Segment Start: Supplied entries

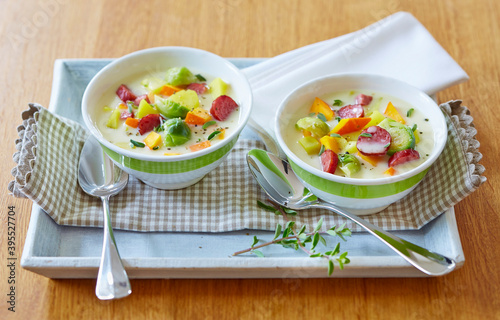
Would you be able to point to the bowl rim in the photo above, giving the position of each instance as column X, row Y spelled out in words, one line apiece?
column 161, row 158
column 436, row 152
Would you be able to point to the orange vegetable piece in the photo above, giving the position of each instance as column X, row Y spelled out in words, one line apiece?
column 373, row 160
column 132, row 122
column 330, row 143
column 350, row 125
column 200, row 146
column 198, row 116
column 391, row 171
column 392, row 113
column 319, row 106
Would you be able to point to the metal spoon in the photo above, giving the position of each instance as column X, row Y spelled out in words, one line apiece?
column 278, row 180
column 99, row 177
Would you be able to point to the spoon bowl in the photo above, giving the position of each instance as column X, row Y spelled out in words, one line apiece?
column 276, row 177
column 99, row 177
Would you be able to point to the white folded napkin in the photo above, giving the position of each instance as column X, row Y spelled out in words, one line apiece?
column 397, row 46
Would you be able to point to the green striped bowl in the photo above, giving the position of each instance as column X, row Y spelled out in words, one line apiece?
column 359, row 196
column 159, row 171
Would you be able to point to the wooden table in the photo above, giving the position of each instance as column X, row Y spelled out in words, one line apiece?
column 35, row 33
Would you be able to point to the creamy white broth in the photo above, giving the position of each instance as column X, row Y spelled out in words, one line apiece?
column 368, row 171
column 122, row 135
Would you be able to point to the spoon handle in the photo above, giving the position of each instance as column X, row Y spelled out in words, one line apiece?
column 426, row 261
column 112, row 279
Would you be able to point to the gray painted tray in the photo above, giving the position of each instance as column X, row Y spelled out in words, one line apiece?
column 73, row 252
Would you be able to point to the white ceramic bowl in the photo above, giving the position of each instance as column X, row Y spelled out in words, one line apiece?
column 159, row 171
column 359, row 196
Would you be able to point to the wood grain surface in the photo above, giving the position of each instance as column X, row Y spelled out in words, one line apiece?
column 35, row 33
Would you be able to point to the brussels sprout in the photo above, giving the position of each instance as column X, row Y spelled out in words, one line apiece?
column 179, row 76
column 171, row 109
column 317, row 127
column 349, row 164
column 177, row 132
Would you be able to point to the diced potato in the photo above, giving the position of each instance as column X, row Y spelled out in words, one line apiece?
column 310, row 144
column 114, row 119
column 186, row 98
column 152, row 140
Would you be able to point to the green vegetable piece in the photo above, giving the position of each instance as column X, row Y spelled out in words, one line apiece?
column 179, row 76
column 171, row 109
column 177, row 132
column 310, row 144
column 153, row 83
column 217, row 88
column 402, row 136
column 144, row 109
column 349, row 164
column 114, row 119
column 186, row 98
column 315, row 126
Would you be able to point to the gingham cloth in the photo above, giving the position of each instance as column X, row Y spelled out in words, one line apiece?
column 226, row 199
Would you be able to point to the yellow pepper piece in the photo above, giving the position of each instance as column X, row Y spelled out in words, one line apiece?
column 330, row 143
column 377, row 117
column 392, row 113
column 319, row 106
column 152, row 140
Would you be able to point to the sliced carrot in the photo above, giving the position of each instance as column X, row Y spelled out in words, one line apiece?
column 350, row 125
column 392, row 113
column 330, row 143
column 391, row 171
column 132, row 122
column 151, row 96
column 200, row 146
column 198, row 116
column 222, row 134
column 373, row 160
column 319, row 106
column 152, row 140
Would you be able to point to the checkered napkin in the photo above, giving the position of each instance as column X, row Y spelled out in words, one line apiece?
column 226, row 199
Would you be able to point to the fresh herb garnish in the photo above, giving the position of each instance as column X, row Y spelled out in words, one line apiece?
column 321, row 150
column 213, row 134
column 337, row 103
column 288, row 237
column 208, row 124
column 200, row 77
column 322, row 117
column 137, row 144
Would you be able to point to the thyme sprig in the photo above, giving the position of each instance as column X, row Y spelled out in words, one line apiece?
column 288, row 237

Segment End: Supplied entries

§ Work request: The data above must be written out again word for word, without its pictures.

§ Response area:
Would you be able to point to the bowl rim in the photo above, giving the position of each instance as column X, row Y spelled out in words, one line apiece?
column 161, row 158
column 436, row 152
Would you be able to point to the orange vegetable piece in the photo above, giving the position of each instance as column X, row Y spelled out in words, one line apiece?
column 373, row 160
column 132, row 122
column 330, row 143
column 350, row 125
column 200, row 146
column 198, row 116
column 391, row 171
column 392, row 113
column 319, row 106
Would you be able to point to the metal spoon in the photo above, giving the position of each instance as column X, row Y spelled out in words, one line apiece?
column 278, row 180
column 99, row 177
Would you be able to point to the spoon bowl in the photo above, giving the position of each instance as column X, row Y spelled out in words, one line apiece?
column 276, row 177
column 99, row 177
Would you be able to point to the white folded napkin in the photo above, giving the position of each instance as column X, row Y spelled out in words, one line apiece?
column 397, row 46
Would you be able to point to the green striped bowl in the photo above, giving the position of each instance as column X, row Y spelled out in words, one line apiece?
column 359, row 196
column 159, row 171
Would you be able to point to the wooden table in the photo above, giving the position of each instance as column X, row Y spelled out in words, one line apiece?
column 35, row 33
Would you be able to point to the creamy white broth in the photo above, giving the position of each instance as column X, row Y spelled out in words, one line apiece?
column 368, row 171
column 122, row 135
Would you be able to point to the spoon handle in the photo above, giving the position of each instance as column X, row Y spelled out in words, one line apiece?
column 426, row 261
column 112, row 279
Would you be able to point to the gray painted tray in the photo above, giving the position of each instance as column X, row Y spelled out in words, one line apiece?
column 73, row 252
Would you be able to point to the white ceramic bowl in the photo above, giving the position of each instance as column X, row Y spelled out in words, one line apiece?
column 159, row 171
column 359, row 196
Would you be able to point to the wood grain surface in the photo above, giving the position of each instance as column X, row Y spelled out in words, one line apiece?
column 35, row 33
Would you be able to point to the brussels sprout in the photo above, giving the position of each instance as column X, row Y spelled out in words, one line apiece?
column 179, row 76
column 171, row 109
column 317, row 127
column 349, row 164
column 177, row 132
Would you be able to point to the diced potato in the photo above, giving the position of each instance as column X, row Y spelled out in words, one line apiece?
column 310, row 144
column 114, row 119
column 186, row 98
column 152, row 140
Would you be able to point to the green vegetable piece in the photo above, giving the position of each instance as column X, row Y spelled out in words, one line apiece?
column 179, row 76
column 171, row 109
column 177, row 132
column 310, row 144
column 153, row 83
column 217, row 88
column 402, row 136
column 144, row 109
column 349, row 164
column 114, row 119
column 186, row 98
column 315, row 126
Would you be able to point to the gingham cloth in the photo above, giving the position of each instance as column X, row Y spelled out in words, one line apiece?
column 226, row 199
Would you be able to point to the yellow pepper piece in the photo above, giving the position of each instance as column X, row Y spelled out in words, one line apiece?
column 330, row 143
column 377, row 117
column 392, row 113
column 319, row 106
column 152, row 140
Would you be able to point to the sliced carrot in the photo above, giving the position of each instance as column X, row Y spelled out in words, one line apiece?
column 350, row 125
column 392, row 113
column 330, row 143
column 391, row 171
column 132, row 122
column 151, row 96
column 200, row 146
column 198, row 116
column 222, row 134
column 373, row 160
column 319, row 106
column 152, row 140
Would you be able to point to the checkered napkin in the photo above, giving the position of each instance as column X, row Y spelled out in words, one line apiece?
column 226, row 199
Would you be able to point to the fresh herb garnish in the photo above, giving the position of each instance as column X, row Y spelled out in words, one line apiece?
column 321, row 150
column 213, row 134
column 337, row 103
column 288, row 237
column 208, row 124
column 200, row 77
column 322, row 117
column 137, row 144
Would you be able to point to the thyme sprig in the photo above, giving the position of each instance as column X, row Y spelled out in words, one line apiece?
column 288, row 237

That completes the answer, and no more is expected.